::: Entries supplied :::

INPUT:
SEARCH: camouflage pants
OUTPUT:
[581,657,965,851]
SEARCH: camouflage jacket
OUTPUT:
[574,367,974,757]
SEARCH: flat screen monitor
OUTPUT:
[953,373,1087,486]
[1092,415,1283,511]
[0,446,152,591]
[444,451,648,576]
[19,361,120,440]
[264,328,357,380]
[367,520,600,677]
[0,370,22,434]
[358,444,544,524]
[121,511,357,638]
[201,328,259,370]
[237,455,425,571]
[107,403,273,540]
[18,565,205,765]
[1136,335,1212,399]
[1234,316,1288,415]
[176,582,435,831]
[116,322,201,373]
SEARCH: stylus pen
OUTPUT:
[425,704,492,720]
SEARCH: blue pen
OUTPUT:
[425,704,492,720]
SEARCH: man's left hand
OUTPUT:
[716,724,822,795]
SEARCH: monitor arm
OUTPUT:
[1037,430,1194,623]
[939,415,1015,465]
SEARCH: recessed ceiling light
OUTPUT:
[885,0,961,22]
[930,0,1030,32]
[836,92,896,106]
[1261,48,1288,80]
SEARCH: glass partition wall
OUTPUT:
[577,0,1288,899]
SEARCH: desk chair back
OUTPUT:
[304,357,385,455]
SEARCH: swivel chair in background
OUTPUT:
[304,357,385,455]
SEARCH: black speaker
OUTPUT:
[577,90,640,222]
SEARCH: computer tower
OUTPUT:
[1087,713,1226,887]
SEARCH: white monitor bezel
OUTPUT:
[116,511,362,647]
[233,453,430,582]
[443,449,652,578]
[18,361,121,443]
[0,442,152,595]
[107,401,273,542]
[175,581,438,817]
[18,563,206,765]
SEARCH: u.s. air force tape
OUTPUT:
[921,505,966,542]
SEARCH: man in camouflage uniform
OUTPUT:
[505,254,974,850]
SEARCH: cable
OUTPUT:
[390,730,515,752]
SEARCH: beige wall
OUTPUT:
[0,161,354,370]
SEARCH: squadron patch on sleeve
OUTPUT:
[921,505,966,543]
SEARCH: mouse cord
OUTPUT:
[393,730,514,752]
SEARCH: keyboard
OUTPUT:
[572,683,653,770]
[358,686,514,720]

:::

Copy the records verbatim, starting with the line that contains "SEARCH: computer tower" and going on through the last line of the records.

SEARCH: computer tower
OUTPUT:
[1087,713,1226,887]
SEARCH: white monitor bezel
OUTPUT:
[116,511,362,647]
[233,453,430,582]
[443,449,652,578]
[18,361,121,443]
[0,442,152,595]
[107,401,273,542]
[175,581,438,817]
[18,563,206,765]
SEARCH: u.s. air force tape
OUTPUT:
[921,505,966,542]
SEARCH: man in camouflage uniform
OUTPUT:
[505,254,974,850]
SEARCH: cable
OUTPUT:
[390,730,515,752]
SEARCH: beige wall
OUTPUT:
[0,161,354,370]
SEARCH: squadron patch on sleeve
OUTPUT:
[921,505,966,543]
SEARCH: mouse cord
OUTPUT:
[393,730,514,752]
SEARCH: keyboard
OUTPUT:
[572,683,653,770]
[358,686,514,720]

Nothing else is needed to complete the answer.